What is needed is a copy of each line in the listing below that contains "texture".

***

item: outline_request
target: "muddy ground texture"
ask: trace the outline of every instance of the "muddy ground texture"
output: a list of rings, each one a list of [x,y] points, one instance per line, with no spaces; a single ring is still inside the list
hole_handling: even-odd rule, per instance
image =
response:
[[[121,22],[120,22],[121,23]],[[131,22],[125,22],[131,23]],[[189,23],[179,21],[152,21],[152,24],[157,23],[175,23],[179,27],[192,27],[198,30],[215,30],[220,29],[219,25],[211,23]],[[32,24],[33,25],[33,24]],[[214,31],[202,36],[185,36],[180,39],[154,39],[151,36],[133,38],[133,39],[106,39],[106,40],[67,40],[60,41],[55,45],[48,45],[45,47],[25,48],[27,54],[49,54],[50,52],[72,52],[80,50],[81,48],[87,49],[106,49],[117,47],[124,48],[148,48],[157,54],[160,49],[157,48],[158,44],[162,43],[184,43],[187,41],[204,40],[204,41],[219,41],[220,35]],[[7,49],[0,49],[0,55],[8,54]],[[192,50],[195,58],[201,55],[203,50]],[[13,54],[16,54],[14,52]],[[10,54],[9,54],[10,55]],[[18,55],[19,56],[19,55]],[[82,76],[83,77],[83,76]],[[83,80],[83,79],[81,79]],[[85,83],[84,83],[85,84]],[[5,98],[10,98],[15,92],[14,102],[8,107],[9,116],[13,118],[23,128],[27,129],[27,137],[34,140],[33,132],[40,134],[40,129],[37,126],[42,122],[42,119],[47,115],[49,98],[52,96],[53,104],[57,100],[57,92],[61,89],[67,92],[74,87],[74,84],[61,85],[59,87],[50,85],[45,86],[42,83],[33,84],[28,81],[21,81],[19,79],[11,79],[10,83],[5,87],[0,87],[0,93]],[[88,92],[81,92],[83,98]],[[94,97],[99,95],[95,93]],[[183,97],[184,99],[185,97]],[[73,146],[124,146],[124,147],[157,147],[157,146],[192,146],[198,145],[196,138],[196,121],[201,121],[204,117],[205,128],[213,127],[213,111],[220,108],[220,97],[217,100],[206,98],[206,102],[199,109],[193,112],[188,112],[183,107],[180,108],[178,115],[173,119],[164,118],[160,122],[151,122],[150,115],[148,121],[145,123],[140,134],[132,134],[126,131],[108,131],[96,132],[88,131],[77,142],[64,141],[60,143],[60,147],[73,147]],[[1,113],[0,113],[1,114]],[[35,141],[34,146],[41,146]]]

***

Your solution.
target: "muddy ground texture"
ask: trace the outline of every instance of the "muddy ground texture"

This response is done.